## AUFGABE A
Wie lautet der Lesetext über Studentenverbindungen von "Kontakte, Kontakte, Kontakte" bis einschließlich "entscheidende Vorteile bringen."? Gib diese Stelle wortgetreu zurück.

........

Vorteile einer Studentenverbindung
Stellt sich nun also die Frage, was es bringt, in so einer Studentenverbindung Mitglied zu sein. Hier die drei wesentlichsten Vorteile:
Gemeinschaft und Anschluss
Am offensichtlichsten ist wohl der Vorteil der Gemeinschaft. Das Verbindungsleben ist ein sehr aktives Leben in der Gemeinschaft. Es werden Veranstaltungen organisiert, es wird gemeinsam gelernt und gefeiert. Wenn du als Erstsemester neu in eine Stadt kommst, findest du in der Studentenverbindung direkt Anschluss.
Günstige Miete und andere Annehmlichkeiten
Auch die günstige Miete kann ein ganz praktischer Vorteil einer Mitgliedschaft sein. Viele Studentenverbindungen verfügen über eigene Verbindungshäuser, die von Alten Herren oder Hohen Damen durch deren Mitgliedsbeiträge finanziert werden. Nicht selten kann man als Mitglied dann in ein bestens ausgestattetes Haus ziehen, in dem es in manchen Fällen sogar Personal gibt.
Kontakte, Kontakte, Kontakte
Auch zum Netzwerken ist eine Studentenverbindung ideal. Du kommst in eine Gruppe von Menschen, in denen du Gleichgesinnte findest und mit denen du durch die Aktivitäten leicht in Kontakt kommst. Und auch die Kontakte zu den Alten Herren und Hohen Damen, die bereits im Berufsleben stehen und Erfahrungen haben, können dir in deinem Studium und auf deinem Karriereweg entscheidende Vorteile bringen.

........

## AUFGABE B
Skaliere die Koordinaten in den Antworten aller Zeilen unten mit dem Faktor 0,4 und runde auf ganze Zahlen, wobei halbe aufgerundet werden. Gib dabei sämtliche Zeilen samt Anweisungen wieder, aber ohne die Bilder.

[Einträge zur Ortsbestimmung]
........

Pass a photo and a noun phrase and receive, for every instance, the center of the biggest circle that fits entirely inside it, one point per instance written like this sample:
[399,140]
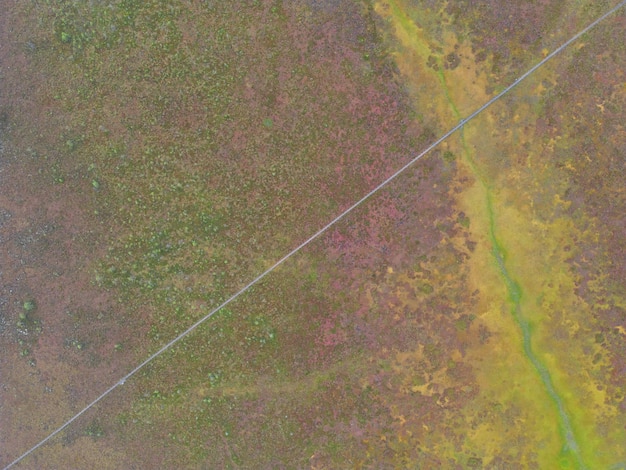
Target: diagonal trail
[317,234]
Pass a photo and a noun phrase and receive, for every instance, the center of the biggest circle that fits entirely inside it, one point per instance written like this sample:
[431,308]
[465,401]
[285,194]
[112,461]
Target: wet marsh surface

........

## MUSTERLÖSUNG A
Kontakte, Kontakte, Kontakte
Auch zum Netzwerken ist eine Studentenverbindung ideal. Du kommst in eine Gruppe von Menschen, in denen du Gleichgesinnte findest und mit denen du durch die Aktivitäten leicht in Kontakt kommst. Und auch die Kontakte zu den Alten Herren und Hohen Damen, die bereits im Berufsleben stehen und Erfahrungen haben, können dir in deinem Studium und auf deinem Karriereweg entscheidende Vorteile bringen.

## MUSTERLÖSUNG B
Pass a photo and a noun phrase and receive, for every instance, the center of the biggest circle that fits entirely inside it, one point per instance written like this sample:
[399,140]
Target: diagonal trail
[127,94]
Pass a photo and a noun phrase and receive, for every instance, the center of the biggest circle that fits entirely inside it, one point per instance written like this sample:
[431,308]
[465,401]
[285,194]
[112,461]
Target: wet marsh surface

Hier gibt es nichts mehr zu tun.